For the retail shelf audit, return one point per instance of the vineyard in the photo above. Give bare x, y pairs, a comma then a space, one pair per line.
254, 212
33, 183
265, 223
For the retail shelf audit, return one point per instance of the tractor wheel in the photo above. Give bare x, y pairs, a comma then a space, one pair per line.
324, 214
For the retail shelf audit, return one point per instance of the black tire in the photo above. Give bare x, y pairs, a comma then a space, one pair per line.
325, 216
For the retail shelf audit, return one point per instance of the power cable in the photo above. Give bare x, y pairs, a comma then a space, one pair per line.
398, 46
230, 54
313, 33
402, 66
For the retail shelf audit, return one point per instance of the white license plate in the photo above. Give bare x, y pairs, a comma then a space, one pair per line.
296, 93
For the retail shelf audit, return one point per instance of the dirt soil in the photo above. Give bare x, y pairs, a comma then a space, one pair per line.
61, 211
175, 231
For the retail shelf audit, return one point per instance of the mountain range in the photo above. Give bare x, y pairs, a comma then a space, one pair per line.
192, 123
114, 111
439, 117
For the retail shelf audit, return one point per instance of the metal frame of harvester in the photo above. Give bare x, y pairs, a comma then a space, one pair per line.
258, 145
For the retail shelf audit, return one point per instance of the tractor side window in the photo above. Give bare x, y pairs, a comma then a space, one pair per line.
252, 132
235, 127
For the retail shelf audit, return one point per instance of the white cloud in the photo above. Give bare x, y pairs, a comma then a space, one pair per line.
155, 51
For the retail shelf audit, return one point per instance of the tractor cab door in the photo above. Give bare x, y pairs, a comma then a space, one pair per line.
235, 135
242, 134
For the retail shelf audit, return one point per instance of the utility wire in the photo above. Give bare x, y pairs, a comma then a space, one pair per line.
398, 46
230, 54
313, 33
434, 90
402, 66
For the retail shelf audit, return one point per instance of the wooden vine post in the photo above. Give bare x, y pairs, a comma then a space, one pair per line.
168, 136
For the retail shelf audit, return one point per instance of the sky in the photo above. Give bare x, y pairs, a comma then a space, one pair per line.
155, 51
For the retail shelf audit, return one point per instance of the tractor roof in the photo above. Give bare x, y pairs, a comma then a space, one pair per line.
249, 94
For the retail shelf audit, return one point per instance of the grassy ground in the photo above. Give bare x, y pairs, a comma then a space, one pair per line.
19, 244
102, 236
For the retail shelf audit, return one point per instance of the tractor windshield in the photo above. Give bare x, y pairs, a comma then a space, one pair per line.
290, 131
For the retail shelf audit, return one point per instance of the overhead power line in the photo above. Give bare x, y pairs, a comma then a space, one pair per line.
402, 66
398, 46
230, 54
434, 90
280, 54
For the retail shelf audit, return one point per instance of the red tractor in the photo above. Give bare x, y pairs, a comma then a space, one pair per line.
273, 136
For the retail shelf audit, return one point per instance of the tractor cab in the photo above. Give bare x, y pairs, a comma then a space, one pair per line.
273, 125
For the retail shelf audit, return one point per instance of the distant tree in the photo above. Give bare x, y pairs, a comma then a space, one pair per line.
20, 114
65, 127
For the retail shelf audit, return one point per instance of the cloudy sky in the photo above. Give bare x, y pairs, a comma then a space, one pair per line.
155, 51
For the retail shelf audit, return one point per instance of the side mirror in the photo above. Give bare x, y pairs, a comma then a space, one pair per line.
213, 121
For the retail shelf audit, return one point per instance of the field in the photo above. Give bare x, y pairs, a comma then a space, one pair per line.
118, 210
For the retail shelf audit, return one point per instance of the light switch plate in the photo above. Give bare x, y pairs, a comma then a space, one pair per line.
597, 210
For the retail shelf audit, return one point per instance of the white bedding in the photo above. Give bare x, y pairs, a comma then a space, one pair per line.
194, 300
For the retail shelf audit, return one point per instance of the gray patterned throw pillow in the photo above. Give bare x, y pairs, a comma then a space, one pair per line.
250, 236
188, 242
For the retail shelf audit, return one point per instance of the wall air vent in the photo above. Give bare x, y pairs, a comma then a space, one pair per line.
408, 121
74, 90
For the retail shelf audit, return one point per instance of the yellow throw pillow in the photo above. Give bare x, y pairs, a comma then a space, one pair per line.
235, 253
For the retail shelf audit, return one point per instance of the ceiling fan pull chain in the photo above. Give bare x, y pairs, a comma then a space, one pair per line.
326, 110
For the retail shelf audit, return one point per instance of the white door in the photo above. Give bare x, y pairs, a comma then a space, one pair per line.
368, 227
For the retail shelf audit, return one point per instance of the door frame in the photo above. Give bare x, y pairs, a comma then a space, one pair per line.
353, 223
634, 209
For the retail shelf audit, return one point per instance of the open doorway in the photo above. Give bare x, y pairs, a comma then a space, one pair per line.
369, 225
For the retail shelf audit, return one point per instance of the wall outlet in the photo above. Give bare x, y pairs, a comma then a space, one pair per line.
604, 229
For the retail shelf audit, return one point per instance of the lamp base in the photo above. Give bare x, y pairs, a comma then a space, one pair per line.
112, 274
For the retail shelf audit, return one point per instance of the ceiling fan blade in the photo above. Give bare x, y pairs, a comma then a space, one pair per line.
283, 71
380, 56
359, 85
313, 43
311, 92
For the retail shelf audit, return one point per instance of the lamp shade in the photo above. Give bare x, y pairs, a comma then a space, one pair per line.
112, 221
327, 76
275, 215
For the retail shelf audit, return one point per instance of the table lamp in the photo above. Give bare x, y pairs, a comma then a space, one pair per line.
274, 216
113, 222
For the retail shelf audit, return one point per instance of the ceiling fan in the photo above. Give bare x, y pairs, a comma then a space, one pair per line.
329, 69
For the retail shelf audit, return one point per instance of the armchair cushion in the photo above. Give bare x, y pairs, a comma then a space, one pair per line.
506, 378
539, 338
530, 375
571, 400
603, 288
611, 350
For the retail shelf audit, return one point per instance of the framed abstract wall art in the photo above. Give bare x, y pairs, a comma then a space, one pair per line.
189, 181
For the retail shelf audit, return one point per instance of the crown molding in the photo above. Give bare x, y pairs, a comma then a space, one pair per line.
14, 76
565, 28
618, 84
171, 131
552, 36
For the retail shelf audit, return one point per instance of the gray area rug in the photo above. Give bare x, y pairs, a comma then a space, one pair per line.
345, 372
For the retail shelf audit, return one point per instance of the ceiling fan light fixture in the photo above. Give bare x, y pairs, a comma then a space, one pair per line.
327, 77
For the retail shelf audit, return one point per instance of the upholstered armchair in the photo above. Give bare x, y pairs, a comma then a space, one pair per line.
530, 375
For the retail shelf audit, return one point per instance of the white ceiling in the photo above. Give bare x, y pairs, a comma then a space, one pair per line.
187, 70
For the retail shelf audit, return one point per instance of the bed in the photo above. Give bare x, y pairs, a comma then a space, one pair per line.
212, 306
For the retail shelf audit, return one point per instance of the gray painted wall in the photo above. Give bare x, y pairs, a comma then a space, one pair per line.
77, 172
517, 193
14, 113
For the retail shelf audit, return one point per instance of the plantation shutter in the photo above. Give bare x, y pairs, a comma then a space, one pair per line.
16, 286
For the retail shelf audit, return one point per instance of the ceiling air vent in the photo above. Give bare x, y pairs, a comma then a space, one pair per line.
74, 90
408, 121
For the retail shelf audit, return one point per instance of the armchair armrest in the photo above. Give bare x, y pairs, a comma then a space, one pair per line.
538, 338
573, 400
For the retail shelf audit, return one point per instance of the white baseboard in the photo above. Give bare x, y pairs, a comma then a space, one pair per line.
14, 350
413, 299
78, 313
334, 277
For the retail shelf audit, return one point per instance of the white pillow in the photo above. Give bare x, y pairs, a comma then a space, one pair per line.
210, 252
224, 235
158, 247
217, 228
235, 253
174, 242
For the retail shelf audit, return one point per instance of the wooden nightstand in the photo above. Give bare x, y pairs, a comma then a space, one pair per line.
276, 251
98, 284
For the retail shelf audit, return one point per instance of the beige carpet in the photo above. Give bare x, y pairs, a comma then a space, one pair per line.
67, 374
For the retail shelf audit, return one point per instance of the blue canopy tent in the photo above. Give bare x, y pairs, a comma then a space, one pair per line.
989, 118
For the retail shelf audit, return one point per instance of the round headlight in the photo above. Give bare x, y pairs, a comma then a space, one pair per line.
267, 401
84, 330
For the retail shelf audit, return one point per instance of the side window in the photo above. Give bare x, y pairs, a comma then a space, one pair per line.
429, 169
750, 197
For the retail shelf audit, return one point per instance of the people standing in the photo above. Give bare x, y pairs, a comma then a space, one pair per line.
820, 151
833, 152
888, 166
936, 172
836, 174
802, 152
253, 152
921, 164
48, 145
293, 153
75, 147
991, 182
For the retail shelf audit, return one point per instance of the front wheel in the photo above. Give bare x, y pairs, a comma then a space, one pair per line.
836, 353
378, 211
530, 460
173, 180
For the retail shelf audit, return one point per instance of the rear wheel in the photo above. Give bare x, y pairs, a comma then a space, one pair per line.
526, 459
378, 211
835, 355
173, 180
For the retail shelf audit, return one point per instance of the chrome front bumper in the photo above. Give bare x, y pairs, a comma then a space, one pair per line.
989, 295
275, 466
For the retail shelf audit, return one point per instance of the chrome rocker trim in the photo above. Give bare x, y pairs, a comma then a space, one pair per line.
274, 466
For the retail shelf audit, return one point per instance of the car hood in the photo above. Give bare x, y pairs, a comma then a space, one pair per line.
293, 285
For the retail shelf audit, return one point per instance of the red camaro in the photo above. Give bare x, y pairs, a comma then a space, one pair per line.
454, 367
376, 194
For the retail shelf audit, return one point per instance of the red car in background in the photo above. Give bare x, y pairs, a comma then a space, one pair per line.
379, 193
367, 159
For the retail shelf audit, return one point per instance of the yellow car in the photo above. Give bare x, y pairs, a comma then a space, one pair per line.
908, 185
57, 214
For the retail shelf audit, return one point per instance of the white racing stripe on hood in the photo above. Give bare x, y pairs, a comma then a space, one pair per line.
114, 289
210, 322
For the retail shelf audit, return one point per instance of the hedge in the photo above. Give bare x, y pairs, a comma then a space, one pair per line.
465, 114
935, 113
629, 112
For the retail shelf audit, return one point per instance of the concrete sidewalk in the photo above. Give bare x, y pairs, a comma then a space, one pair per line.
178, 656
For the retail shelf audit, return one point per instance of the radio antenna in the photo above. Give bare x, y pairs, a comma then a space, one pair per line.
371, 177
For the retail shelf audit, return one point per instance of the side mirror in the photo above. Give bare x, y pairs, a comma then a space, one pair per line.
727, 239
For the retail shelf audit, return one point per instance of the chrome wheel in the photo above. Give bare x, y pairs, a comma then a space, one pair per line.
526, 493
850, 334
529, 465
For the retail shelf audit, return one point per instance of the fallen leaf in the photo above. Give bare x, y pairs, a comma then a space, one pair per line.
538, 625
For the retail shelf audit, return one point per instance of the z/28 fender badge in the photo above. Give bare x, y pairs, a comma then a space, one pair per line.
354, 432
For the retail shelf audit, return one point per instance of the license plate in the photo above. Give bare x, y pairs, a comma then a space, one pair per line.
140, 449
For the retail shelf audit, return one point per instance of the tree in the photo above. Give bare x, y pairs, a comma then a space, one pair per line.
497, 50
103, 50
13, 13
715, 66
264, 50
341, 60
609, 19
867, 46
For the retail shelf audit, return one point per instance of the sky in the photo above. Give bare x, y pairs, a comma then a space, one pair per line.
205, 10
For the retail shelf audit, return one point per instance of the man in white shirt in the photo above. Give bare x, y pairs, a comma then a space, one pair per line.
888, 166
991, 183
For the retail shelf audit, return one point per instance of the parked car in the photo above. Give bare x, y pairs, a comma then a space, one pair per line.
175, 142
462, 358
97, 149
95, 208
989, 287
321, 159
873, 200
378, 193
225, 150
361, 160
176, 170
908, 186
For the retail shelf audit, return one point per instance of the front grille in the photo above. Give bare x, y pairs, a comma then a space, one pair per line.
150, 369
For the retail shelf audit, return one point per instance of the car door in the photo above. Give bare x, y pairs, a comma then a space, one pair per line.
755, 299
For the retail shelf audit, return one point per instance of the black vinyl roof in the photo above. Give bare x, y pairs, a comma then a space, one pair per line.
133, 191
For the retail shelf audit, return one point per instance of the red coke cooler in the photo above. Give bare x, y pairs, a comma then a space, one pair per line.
________
● **Short problem**:
Using the records above, please retype only the run of lines from the line holding "the front grille" through the last line, both ends included.

● **Worked solution**:
For the retail shelf audit, return one point per instance of the front grille in the photo above. Give bare x, y pairs, a comma then a space, one pair per line.
150, 369
For the retail shelf audit, return one point per instance of the car door in the photo above. Give bare x, y pairs, a comma then a space, one pair per line.
755, 299
For the retail shelf audit, return one point per instance of the black vinyl roof in the photo above. Give bare x, y pairs, a comma then a space, one pair per line.
133, 191
For the retail shelf audit, return one point per instance of the red coke cooler in the photo above. Give bare x, y pairs, a comma then a space, one pair per line.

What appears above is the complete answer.